Text passage:

DSBot is a system designed for dataset QA. The user uploads a tabular dataset (e.g., a CSV file) and express a natural language question/statement (e.g., "Show me clusters in my data").
DSBot elaborates the question to produce and execute a data science analysis to provide an answer to the user's question.
In order to correctly install and run the DSBot, please start by downloading the latest source from this GitHub repository:
git clone https://github.com/DEIB-GECO/DSBot.git
Then cd into the newly created DSBot folder. By convenience we suggest to create a virtual environment. For example using conda:
conda create -n dsbot python=3.7
conda activate dsbot
pip install -r requirements.txt
cd DSBot
To build the vocabulary:
rm wf/run/example.vocab.*
onmt_build_vocab -config wf/en_wf.yaml -n_sample 10000
To train the model:
- join the files 'split_glove_**.txt' in a single file 'glove_new.txt'
cd wf
cat split_glove50/* > glove_new_50.txt
cd ..
onmt_train -config wf/en_wf.yaml
#Executing the application
Install Docker on your system
If you need to train the model (either because it is the first time you are installing DSBot or you changed data/nlu.yml file), move in the main folder of DSBot and execute:
docker-compose up
The above methods both train the model and deploy the RASA API.
If you already have a trained model, you can skip the training by executing (in the main folder of DSBot):
docker compose start rasa
In a new Terminal
cd DSBot
python app.py
In a new terminal Window
cd frontend
Only the first time install npm:
npm install
Run in development mode:
npm run dev
Go to localhost:3000 to run the application

Given exercise 1: Render every line of the stored items listing as a JSON list of strings, one string per line, leaving out blank lines.
The DSBot installation guide above has no connection to the listing that follows.

Stored items:
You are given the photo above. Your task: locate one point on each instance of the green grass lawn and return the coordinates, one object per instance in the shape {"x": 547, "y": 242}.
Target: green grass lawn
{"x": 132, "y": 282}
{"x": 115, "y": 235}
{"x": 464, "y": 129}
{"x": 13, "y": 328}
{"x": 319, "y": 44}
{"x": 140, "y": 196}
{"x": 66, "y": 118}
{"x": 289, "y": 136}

Given exercise 2: List each distinct command in the DSBot installation guide that begins with "cd".

Exercise response 1:
[
  "You are given the photo above. Your task: locate one point on each instance of the green grass lawn and return the coordinates, one object per instance in the shape {\"x\": 547, \"y\": 242}.",
  "Target: green grass lawn",
  "{\"x\": 132, \"y\": 282}",
  "{\"x\": 115, \"y\": 235}",
  "{\"x\": 464, \"y\": 129}",
  "{\"x\": 13, \"y\": 328}",
  "{\"x\": 319, \"y\": 44}",
  "{\"x\": 140, \"y\": 196}",
  "{\"x\": 66, \"y\": 118}",
  "{\"x\": 289, \"y\": 136}"
]

Exercise response 2:
cd DSBot
cd wf
cd ..
cd frontend